• Problem to work on: Copy out every line of the material below, requests included, but scale each coordinate in the point answers by 1.8. Round each result to a whole number, with halves rounding up.

┌─ Records shown

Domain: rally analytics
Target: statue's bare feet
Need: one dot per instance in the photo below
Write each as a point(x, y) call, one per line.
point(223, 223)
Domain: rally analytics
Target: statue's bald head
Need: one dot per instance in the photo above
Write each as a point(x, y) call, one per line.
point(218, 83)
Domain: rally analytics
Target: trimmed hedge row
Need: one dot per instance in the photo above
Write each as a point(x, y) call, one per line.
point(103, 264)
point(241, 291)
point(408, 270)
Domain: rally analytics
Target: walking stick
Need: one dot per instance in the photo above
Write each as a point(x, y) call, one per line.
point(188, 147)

└─

• Solution to this exercise:
Domain: rally analytics
Target: statue's bare feet
Need: one dot per instance in the photo below
Write each as a point(x, y) call, one per line.
point(401, 401)
Domain: rally analytics
Target: statue's bald head
Need: one dot per instance in the photo above
Write each as a point(x, y) call, one per line.
point(392, 149)
Domain: rally analytics
Target: trimmed hedge row
Need: one dot per instance in the photo above
Write each as a point(x, y) call, one per line.
point(185, 475)
point(434, 524)
point(734, 486)
Domain: rally analytics
Target: walking stick
Need: one dot per instance in the photo above
Write each as a point(x, y) call, one per line.
point(338, 265)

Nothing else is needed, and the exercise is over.